→ **Written instruction**: Write out the records exactly as they stand, only the part that opens with the line containing "Instruction: the image is above. Identify every hanging" and closes with the line containing "[0,340,1200,626]", both of those lines included.

══ Dataset

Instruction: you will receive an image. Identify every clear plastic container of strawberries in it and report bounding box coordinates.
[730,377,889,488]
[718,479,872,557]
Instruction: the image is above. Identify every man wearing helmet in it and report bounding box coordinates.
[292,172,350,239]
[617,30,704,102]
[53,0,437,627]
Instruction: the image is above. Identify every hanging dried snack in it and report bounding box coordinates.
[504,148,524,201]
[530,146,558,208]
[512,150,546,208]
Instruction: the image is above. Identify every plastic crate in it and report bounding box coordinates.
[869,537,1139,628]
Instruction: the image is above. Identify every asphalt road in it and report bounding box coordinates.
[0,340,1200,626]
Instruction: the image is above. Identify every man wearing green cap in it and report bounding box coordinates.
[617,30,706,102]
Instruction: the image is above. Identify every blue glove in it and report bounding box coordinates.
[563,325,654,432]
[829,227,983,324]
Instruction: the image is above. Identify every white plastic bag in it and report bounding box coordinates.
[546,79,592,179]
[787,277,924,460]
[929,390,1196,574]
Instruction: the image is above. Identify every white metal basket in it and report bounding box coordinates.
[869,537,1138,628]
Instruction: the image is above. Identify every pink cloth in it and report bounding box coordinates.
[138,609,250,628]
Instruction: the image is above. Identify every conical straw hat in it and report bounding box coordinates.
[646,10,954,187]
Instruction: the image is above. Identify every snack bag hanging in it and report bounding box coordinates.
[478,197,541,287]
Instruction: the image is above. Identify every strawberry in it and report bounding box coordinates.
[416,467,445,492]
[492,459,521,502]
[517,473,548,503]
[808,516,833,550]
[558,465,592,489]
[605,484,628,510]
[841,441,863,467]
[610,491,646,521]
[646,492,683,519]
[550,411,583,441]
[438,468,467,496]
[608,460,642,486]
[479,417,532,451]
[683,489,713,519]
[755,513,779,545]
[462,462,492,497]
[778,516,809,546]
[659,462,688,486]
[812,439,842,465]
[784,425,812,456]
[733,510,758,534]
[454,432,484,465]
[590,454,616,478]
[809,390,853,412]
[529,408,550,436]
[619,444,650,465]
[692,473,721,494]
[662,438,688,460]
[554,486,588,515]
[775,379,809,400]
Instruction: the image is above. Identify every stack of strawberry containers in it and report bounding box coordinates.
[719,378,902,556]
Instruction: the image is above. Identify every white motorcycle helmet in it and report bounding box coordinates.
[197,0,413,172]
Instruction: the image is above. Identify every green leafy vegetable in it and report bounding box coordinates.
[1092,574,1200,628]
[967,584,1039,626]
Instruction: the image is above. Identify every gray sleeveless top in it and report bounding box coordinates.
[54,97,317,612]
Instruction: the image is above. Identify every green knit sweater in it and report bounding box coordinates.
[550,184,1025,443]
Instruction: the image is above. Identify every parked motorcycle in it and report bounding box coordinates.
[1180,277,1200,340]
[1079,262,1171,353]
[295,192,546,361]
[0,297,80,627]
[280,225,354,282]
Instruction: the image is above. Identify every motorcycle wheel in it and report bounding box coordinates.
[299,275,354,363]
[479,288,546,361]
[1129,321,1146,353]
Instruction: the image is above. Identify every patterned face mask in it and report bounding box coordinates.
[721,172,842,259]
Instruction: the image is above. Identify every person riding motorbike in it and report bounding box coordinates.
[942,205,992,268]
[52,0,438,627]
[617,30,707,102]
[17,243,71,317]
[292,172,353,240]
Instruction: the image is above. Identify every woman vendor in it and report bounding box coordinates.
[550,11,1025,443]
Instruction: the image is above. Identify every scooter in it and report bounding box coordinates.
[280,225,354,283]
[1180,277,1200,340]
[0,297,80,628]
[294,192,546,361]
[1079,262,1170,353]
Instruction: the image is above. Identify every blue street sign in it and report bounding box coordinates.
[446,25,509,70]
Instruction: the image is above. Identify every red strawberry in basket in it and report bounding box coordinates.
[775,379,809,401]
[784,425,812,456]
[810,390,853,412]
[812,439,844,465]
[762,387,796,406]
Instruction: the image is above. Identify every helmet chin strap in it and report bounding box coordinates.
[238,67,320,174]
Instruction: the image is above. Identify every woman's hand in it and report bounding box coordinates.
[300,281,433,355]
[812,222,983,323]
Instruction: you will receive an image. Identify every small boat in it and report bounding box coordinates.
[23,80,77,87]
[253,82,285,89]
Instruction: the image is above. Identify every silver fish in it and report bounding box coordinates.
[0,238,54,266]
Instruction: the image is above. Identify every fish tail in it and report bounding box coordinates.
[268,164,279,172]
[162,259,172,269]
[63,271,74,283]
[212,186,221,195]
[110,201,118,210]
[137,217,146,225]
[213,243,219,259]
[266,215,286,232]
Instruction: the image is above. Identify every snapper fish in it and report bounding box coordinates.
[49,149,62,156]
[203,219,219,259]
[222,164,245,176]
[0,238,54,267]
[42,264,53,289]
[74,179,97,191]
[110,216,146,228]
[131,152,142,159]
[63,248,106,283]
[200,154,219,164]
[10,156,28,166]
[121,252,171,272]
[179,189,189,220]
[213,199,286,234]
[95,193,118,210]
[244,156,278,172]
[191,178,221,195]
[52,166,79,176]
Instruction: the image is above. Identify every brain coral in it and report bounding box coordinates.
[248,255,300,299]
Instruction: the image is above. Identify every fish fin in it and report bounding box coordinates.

════

→ **Result**:
Instruction: the image is above. Identify every hanging dried snack in it and report bounding box coordinates.
[504,148,524,201]
[530,146,558,208]
[512,150,546,208]
Instruction: the image is above. Identify every plastic crate in it and report bounding box coordinates.
[869,537,1139,628]
Instruction: the image is above. Identify every asphalt road in it and report bounding box coordinates.
[0,340,1200,626]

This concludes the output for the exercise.